====== Data shown

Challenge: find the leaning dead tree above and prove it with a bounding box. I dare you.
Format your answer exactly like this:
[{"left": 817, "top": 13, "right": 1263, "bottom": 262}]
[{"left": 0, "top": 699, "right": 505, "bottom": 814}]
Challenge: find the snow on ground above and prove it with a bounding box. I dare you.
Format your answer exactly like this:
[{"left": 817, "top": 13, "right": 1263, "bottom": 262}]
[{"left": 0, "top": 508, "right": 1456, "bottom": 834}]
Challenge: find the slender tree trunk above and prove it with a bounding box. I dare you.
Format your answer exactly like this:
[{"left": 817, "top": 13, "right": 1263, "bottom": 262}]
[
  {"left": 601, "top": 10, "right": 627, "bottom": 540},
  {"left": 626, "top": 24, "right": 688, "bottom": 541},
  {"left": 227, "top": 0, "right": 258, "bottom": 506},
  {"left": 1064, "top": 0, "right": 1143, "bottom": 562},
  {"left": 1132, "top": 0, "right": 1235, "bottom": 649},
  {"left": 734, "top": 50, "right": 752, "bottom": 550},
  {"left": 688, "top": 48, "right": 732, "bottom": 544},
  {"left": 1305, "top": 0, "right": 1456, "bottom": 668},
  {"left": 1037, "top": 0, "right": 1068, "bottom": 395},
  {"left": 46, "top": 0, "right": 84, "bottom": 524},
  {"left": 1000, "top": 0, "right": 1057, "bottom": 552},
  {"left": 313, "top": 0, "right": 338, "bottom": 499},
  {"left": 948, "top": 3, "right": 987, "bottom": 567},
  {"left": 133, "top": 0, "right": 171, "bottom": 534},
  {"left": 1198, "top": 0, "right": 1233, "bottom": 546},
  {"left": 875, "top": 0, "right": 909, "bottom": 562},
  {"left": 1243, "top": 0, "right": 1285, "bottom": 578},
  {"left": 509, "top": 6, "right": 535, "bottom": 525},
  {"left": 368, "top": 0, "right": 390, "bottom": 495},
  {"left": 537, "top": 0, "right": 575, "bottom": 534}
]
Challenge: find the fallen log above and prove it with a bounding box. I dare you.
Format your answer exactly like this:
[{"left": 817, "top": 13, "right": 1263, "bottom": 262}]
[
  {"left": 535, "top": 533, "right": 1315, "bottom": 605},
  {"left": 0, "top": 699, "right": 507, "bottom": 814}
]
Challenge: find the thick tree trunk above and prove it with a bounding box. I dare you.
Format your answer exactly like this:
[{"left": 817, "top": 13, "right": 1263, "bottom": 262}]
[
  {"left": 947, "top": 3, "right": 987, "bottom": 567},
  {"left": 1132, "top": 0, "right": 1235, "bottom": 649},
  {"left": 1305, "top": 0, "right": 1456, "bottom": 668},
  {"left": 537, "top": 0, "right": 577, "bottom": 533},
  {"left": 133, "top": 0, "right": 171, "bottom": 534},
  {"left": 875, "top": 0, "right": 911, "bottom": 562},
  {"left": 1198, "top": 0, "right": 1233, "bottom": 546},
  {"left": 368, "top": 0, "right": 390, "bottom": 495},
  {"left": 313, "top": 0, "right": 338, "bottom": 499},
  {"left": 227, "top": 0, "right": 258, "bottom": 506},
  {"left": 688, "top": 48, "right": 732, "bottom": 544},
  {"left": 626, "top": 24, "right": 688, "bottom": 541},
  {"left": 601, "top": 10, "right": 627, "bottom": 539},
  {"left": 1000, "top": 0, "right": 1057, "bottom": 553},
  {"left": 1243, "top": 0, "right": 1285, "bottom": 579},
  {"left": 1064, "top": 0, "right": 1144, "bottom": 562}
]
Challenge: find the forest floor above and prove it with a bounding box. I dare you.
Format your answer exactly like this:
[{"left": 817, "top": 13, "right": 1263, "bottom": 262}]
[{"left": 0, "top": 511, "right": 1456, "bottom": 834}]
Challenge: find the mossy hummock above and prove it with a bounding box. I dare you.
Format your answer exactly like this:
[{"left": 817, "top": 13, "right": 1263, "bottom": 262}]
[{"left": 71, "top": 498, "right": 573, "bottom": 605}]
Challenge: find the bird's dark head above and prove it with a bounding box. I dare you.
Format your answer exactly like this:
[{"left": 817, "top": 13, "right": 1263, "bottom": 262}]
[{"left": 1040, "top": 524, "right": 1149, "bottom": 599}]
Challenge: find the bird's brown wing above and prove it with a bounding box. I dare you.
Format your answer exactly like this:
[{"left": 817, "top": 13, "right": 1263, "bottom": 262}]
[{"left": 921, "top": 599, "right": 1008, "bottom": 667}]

============

Gather every line of the material above that contains the word "prove", and copy each of those lines in full.

Challenge: find the leaning dead tree above and prove it with a bounding box. I dare you.
Challenge: find the snow on ground above and prove it with a bounding box. I dare you.
Challenge: find the slender tree trunk above and prove it with a bounding box. I dare you.
Challenge: find the fallen log above and prove it with a bounding box. I dare you.
Challenge: find the thick tree trunk above and prove it with a bounding box. I dare you.
Challenge: find the forest floor above and prove it with a bounding box. I dare you.
Challenge: find the mossy hummock above and prove it with a bounding box. I dare you.
Challenge: find the bird's dark head above and prove it with a bounding box. I dare you.
Challenge: find the bird's brown wing above and prove it with a bounding box. I dare you.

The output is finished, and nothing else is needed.